*Data entries*

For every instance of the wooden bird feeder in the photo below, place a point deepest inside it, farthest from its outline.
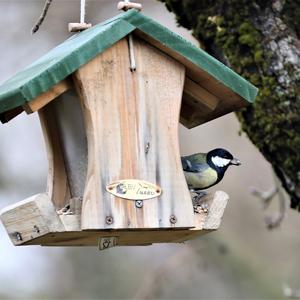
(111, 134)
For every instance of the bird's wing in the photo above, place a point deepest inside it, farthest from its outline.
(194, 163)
==
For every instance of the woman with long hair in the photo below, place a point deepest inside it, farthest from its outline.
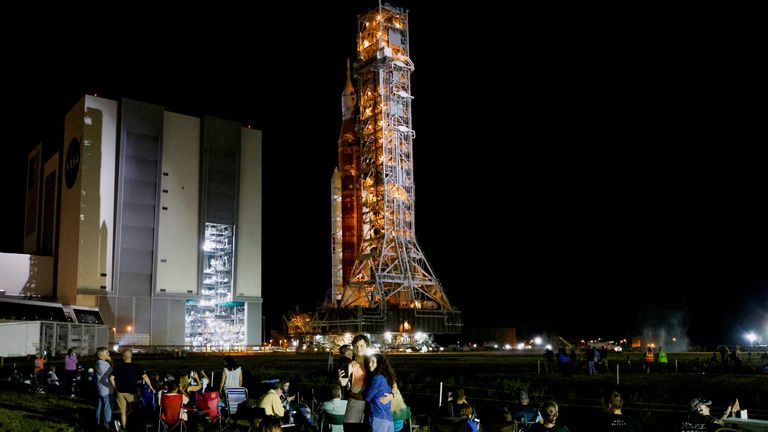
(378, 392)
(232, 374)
--
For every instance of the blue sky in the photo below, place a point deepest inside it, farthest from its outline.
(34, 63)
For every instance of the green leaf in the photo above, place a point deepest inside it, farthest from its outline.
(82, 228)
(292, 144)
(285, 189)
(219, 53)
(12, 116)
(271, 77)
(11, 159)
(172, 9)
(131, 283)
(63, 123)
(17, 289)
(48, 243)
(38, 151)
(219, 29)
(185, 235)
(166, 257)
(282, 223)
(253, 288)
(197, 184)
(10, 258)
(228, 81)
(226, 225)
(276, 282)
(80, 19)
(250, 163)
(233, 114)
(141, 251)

*What is asked*
Show every line above that contains the word "below", copying each one in full.

*Written answer*
For every instance of the wooden bird feeder in the photo below, place a point deepest inside it, farthest from its outline.
For every instance of the woman with long hair in the photo below, place a point deepest inside it, farthest from its outline.
For every instance of the blue sky in the photo below, place a point deepest inside it, farthest from its outline.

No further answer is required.